*PROVIDED ENTRIES*.
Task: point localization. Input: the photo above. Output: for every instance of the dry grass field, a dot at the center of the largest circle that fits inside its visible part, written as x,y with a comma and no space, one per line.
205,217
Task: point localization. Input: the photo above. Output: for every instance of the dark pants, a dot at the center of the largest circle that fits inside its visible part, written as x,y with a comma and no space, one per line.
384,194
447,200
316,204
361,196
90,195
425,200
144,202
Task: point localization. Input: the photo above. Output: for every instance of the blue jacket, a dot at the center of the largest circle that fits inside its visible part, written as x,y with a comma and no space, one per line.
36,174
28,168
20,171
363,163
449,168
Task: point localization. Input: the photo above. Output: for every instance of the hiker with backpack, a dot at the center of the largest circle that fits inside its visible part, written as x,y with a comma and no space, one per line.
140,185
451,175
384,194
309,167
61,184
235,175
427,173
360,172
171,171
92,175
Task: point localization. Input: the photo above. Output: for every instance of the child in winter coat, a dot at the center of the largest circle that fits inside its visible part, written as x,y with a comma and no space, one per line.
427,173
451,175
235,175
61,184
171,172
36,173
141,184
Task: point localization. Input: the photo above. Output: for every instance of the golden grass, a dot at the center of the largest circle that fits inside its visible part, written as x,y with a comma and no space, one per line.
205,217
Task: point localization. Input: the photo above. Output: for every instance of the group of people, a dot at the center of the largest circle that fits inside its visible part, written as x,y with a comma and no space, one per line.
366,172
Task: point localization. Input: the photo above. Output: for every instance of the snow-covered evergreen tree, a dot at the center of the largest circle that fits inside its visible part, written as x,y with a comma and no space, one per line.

--

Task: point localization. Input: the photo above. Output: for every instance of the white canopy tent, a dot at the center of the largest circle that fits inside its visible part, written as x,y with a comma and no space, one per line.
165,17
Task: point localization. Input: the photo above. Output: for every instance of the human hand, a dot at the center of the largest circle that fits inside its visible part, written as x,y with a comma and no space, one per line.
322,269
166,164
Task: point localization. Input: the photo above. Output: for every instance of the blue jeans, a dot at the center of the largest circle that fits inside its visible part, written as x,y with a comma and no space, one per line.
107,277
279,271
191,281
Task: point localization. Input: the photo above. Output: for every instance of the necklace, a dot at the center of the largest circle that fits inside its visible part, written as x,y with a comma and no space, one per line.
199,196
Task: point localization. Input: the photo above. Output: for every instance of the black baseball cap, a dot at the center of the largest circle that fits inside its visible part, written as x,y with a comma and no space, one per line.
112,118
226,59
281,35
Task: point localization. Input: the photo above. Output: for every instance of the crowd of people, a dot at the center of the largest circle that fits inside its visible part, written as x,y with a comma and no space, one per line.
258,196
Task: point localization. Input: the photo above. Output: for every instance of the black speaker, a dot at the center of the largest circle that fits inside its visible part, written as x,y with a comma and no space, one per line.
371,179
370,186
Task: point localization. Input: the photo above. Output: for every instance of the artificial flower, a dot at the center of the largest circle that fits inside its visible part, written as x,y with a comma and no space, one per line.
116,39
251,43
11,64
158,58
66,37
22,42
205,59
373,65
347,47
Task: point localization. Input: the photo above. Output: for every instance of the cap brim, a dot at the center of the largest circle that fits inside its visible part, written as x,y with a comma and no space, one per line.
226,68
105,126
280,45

*WHAT IS BEING ASKED*.
Copy out every line of the items above that contains the word "coat".

*RESPONSE TO THE EXERCISE*.
Task: point localization. Input: the photo above. Output: for every instance of the child in winter coat, a dot at the center of the largest circle that fits inside its visible part, written as x,y with a comma and no space, one per line.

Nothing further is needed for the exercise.